▸ TEXT:
Next I asked Laura about the relationship of health care to traditional community healers, She said,   "The aboriginal medical service because they're part of the community are able to link into traditional healers though they don't employ   them.   Often families do that off their own back [meaning pay for healers with their own funds].   Some willingness exists in mental health to work with traditional healers.   Coverage doesn't exist for the moment.   We have an expanding statewide mental health service.   It will take a while to filter out what that means.   We're not really sure what the status of their obligation is.
"It depends upon what region you're from whether or not you have healers.   Sometimes it's the willingness of a particular staff member to see something like that especially for acute mental illnesses.    The person might require an acute place to stay.   People have to go a long way from home to access anything.   That's hard for their recovery and for the family engagement.   A lot of services say that social emotional wellbeing is not a part of what they provide. For example, the 70 year old man who needs an escort being told he doesn't.   When someone doesn't have the means to get to the hospital for their appointment, that's a problem.   Culture is treated as a layer you put on the end to make it seem a little nicer.   They don't understand that people might not access service at all because it conflicts terribly with their own beliefs."
That seemed to be the theme of this week.   Culture is not an afterthought.   It is all important.   Here is where the health system and the community disconnect.   For the health system, culture is just cute art, because science has the answers and patients should just do as we say.   Of course, even the recent history of medicine reveals that what medicine believes to be absolute fact turns out to be incorrect.   We are curiously without history in medicine.   Whatever we believe today, we act as if we have always believed it.

▸ DATA BLOCK:
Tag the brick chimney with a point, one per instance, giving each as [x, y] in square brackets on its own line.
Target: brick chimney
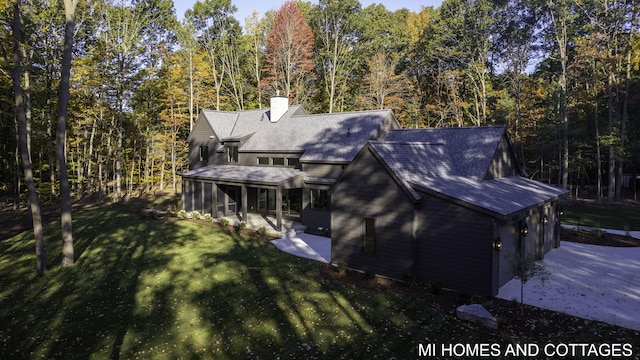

▸ REQUIREMENT 1: In the text about traditional healers and health care, do these statements agree with it? Answer yes or no for each and quote the words that decide it. (a) The aboriginal medical service employs traditional healers. (b) Families sometimes arrange healers themselves. (c) Access to healers depends on the region a person comes from.
▸ REQUIREMENT 2: Write what follows the last sentence of the text about traditional healers and health care.

▸ REPLY 1: (a) No: "though they don't employ them." (b) Yes: "Often families do that off their own back." (c) Yes: "It depends upon what region you're from whether or not you have healers."

▸ REPLY 2:
Here is an example from the United States.   The cost of treating people who have had at least one hospitalization for depression and are on public funding has increased by 30% over the 10 years from 1996 to 2006 in a study just published.   During that time no improvement in outcome was seen.   Hospitalization frequency dropped, and so did psychotherapy from 58% to about 35%.   Medication use increased from 81% to 87%.   The increase in cost was attributed to the use of more expensive drugs, such as the adjuvant use of antipsychotics to treat non-psychotically depressed patients.   Are we doing the right thing if costs go up with no improvement in outcome?
Implicit within the appreciation of culture is the understanding that medicine itself is just a story.   Theories are stories and stories change.   Treating the story is often more important than treating the disease because the disease is the story and the story is the disease.   Our stories about the world arise from our bodies and represent our bodies' ways of communicating internal states.   Change the internal state, change the story.   Change the story, change the internal state.   This is not obvious at all from within the biomedical paradigm.